▸ **TEXTE À LIRE**

Monsieur l'Ambassadeur!

Je profite volontiers de la présentation des Lettres qui vous accréditent aujourd'hui officiellement en tant qu'Ambassadeur extraordinaire et plénipotentiaire de la République fédérale d'Allemagne près le Saint-Siège pour vous souhaiter la bienvenue et, en vous félicitant de votre nomination, pour vous transmettre mes meilleurs voeux pour votre nouvelle et importante mission. Je vous remercie également pour les aimables paroles que vous m'avez adressées au nom du Président fédéral, M. Horst Köhler, et du gouvernement fédéral allemand. Pour ma part, j'adresse mes salutations au chef de l'Etat, aux membres du gouvernement fédéral et à tout le peuple allemand. Qu'au cours des pochaines années, les bonnes relations entre la République fédérale  d'Allemagne,  ma  patrie  bien-aimée, et le Saint-Siège deviennent encore plus fructueuses pour le bien de l'homme!

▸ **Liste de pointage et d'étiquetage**
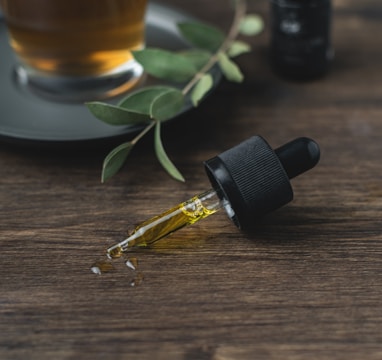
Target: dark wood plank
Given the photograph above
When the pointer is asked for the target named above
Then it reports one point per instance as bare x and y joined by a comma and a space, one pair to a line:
307, 284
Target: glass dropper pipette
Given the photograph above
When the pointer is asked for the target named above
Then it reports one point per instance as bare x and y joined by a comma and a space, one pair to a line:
249, 180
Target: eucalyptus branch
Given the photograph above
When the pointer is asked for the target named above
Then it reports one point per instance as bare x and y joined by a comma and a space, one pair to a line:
240, 11
150, 106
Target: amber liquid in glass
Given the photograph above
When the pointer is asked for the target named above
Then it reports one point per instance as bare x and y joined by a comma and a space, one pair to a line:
75, 37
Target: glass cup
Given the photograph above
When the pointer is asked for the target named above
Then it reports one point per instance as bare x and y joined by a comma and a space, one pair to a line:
76, 50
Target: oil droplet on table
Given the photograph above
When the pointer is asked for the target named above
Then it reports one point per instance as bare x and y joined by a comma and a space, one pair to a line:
132, 263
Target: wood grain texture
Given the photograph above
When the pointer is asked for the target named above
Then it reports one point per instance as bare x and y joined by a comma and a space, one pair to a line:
307, 284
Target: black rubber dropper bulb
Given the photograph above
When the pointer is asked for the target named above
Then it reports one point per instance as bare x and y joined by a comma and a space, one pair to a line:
255, 179
248, 180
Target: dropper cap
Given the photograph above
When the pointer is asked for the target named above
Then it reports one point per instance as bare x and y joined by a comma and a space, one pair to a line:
255, 179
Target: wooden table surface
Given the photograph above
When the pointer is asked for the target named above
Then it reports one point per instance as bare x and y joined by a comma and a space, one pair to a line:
307, 284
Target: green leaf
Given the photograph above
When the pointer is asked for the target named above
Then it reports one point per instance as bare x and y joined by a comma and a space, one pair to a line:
201, 89
202, 35
238, 48
167, 105
165, 64
141, 100
230, 70
163, 158
115, 115
198, 57
115, 160
251, 25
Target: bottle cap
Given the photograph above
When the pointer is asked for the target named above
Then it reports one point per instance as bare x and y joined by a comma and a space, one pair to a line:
255, 179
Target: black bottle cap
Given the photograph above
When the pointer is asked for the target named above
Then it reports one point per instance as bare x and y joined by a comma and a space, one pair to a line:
255, 179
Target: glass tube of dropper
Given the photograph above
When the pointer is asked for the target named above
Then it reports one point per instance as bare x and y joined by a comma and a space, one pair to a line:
158, 227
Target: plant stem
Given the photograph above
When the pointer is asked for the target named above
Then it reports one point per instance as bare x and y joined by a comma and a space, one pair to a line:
240, 11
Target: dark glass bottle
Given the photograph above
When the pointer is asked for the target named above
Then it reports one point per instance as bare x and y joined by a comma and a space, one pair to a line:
300, 38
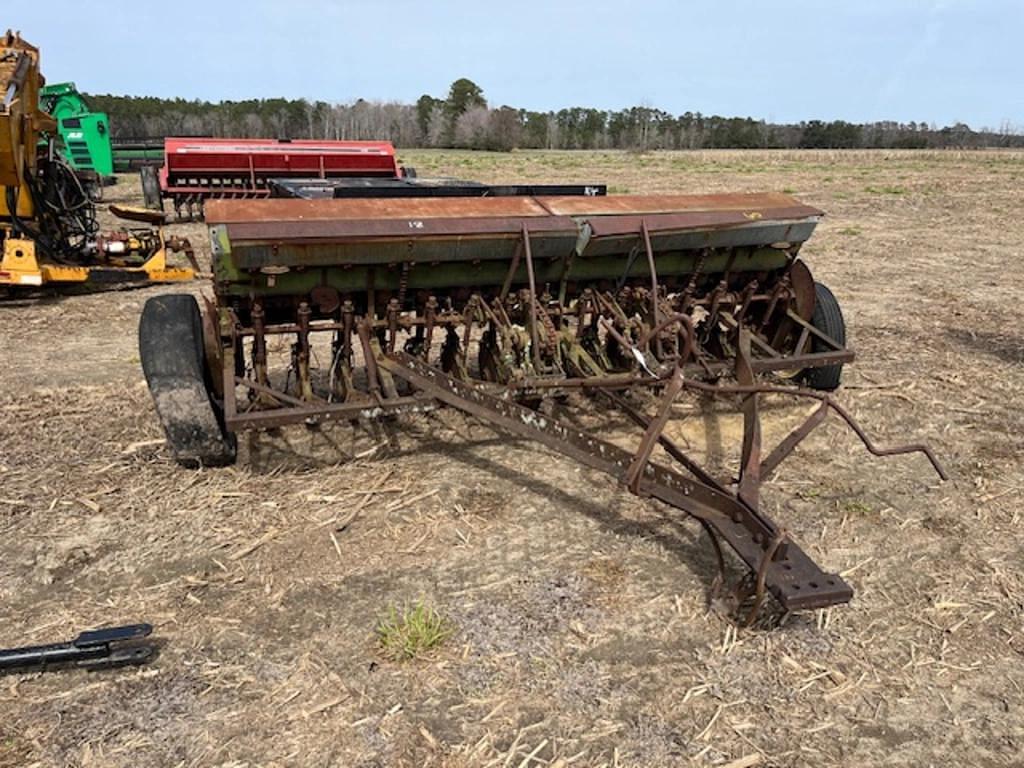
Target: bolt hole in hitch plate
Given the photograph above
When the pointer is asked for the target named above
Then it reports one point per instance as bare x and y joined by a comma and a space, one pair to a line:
486, 304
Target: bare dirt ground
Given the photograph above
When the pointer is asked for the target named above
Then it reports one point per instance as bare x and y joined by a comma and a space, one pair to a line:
582, 636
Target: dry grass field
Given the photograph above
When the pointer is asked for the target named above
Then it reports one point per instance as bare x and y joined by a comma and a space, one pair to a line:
576, 626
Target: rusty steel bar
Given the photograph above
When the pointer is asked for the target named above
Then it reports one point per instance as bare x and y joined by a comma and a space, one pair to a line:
913, 448
534, 332
795, 581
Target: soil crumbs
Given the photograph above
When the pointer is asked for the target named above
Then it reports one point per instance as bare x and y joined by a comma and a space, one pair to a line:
582, 636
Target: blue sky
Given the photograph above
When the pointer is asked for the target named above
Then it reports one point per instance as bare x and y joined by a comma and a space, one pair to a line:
934, 60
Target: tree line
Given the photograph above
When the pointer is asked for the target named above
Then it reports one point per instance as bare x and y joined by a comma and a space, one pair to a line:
464, 119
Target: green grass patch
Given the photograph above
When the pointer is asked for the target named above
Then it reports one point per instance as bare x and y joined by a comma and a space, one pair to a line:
413, 630
856, 507
886, 189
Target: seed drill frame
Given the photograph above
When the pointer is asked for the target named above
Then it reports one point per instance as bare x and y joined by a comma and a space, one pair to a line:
492, 304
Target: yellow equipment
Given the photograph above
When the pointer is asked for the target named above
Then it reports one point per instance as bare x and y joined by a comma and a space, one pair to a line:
48, 228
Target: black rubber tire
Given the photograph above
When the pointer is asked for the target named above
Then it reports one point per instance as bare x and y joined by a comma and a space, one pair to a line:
827, 317
170, 343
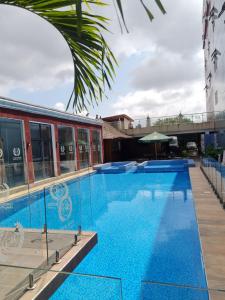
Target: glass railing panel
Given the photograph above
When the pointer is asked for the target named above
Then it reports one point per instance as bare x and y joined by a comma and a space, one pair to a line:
21, 227
67, 207
223, 185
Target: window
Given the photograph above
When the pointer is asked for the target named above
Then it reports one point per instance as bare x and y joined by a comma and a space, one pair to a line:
12, 170
214, 57
66, 149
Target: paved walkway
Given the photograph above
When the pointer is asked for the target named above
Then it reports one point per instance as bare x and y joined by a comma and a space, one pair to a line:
211, 220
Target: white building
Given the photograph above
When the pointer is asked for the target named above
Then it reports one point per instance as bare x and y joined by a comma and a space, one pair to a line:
214, 48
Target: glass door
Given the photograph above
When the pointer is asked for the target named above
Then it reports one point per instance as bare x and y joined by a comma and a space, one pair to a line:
83, 148
41, 141
11, 153
96, 147
66, 149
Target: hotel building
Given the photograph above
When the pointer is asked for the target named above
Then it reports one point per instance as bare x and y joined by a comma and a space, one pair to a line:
214, 50
38, 143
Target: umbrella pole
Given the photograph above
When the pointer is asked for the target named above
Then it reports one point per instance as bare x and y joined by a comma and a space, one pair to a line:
155, 151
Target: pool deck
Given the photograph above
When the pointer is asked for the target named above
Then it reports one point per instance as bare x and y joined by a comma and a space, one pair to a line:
30, 257
211, 222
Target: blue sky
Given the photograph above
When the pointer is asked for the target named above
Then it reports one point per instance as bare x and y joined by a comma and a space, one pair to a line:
160, 63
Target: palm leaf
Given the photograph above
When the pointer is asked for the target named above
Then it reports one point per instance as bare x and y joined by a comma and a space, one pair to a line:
94, 62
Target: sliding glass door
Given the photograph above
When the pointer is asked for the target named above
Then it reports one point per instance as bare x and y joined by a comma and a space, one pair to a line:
41, 141
66, 149
12, 171
96, 147
84, 148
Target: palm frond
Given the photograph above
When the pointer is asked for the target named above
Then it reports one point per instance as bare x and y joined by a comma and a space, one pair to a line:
94, 62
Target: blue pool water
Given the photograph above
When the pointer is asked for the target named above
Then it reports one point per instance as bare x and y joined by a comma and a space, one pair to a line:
147, 232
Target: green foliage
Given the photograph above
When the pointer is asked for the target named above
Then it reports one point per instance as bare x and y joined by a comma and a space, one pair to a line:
94, 62
180, 119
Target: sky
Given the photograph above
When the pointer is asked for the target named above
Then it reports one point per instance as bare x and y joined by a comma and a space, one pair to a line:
161, 65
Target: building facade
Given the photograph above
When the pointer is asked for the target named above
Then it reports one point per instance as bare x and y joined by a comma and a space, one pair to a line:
214, 50
37, 143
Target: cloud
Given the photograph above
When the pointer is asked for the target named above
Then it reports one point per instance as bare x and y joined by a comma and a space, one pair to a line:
167, 75
34, 55
167, 102
164, 70
60, 106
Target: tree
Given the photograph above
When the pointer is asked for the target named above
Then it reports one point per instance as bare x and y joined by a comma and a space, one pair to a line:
94, 62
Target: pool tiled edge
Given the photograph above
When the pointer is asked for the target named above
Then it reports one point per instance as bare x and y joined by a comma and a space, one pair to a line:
211, 222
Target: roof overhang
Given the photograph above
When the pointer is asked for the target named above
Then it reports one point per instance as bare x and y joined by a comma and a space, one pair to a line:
44, 111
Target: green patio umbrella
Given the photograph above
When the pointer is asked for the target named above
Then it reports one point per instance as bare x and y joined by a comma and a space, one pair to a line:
155, 138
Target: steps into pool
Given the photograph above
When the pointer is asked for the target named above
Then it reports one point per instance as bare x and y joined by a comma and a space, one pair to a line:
178, 165
115, 167
153, 166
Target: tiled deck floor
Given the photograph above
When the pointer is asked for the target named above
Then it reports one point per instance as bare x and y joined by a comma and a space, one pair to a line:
211, 220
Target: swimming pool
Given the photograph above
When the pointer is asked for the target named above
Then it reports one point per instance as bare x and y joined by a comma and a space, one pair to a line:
147, 232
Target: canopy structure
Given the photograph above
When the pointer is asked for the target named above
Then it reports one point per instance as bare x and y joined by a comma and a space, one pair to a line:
155, 138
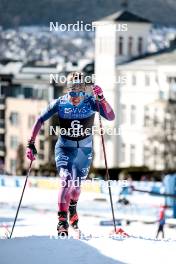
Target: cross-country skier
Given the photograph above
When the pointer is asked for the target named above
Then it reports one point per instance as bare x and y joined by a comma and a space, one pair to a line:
73, 150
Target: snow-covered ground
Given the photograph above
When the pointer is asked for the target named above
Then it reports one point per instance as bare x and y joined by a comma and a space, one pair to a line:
35, 241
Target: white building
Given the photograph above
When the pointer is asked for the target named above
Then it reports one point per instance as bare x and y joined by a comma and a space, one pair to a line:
119, 38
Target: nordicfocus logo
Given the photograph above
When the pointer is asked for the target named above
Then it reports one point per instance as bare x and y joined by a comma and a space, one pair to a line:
78, 130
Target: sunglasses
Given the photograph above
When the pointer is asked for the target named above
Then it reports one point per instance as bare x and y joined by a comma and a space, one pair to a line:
76, 94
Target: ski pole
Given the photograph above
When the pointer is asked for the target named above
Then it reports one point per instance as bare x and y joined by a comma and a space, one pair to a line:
21, 199
106, 164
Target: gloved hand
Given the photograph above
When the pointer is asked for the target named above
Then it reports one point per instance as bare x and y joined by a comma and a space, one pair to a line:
98, 92
31, 150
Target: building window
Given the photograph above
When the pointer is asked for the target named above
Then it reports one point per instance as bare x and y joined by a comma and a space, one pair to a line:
134, 79
14, 118
41, 156
130, 46
123, 152
120, 45
42, 131
147, 80
133, 115
14, 142
146, 155
146, 116
13, 166
100, 45
155, 118
2, 114
42, 145
132, 154
123, 114
140, 45
31, 121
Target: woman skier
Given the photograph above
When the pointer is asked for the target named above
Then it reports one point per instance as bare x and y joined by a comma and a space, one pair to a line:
73, 150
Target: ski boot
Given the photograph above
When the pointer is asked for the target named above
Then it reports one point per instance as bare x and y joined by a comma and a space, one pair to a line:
62, 227
73, 216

▸ **CONSIGNE DONNÉE**
Poursuivez, s'il vous plaît, le discours de bienvenue à l'ambassadeur d'Allemagne près le Saint-Siège en reprenant après sa dernière phrase.

▸ **EXERCICE CORRIGÉ**
Au cours de ces derniers jours, j'ai repensé avec gratitude à ma visite pastorale en Bavière qui a eu pour thème:  "Celui qui croit n'est jamais seul!". J'ai voulu unir le souvenir de personnes et de lieux auxquels je me sens lié pour des raisons personnelles à des rencontres dans la communauté de foi. J'ai pu annoncer aux nombreuses personnes qui ont participé à la Messe le message de l'amour libérateur et salvifique de Dieu. A cette occasion, je désire remercier une fois de plus les Autorités publiques de l'Etat fédéral et du Land de la Bavière, ainsi que les innombrables volontaires pour le grand soutien apporté, à travers lequel ils ont contribué au bon déroulement de mon voyage apostolique. Les messages que j'ai reçus au cours des derniers jours de la part des participants aux Messes en Bavière et également des téléspectateurs de l'Allemagne et d'autres pays démontrent qu'une communion authentique a eu  lieu  au  cours de ces journées. Je pense que tout cela revêt également une importance sociale:  lorsque la société croît et que les personnes se renforcent dans le bien, grâce au message de la foi, la coexistence sociale en bénéficie et les citoyens renforcent leur disponibilité à assumer leur responsabilité pour le bien commun.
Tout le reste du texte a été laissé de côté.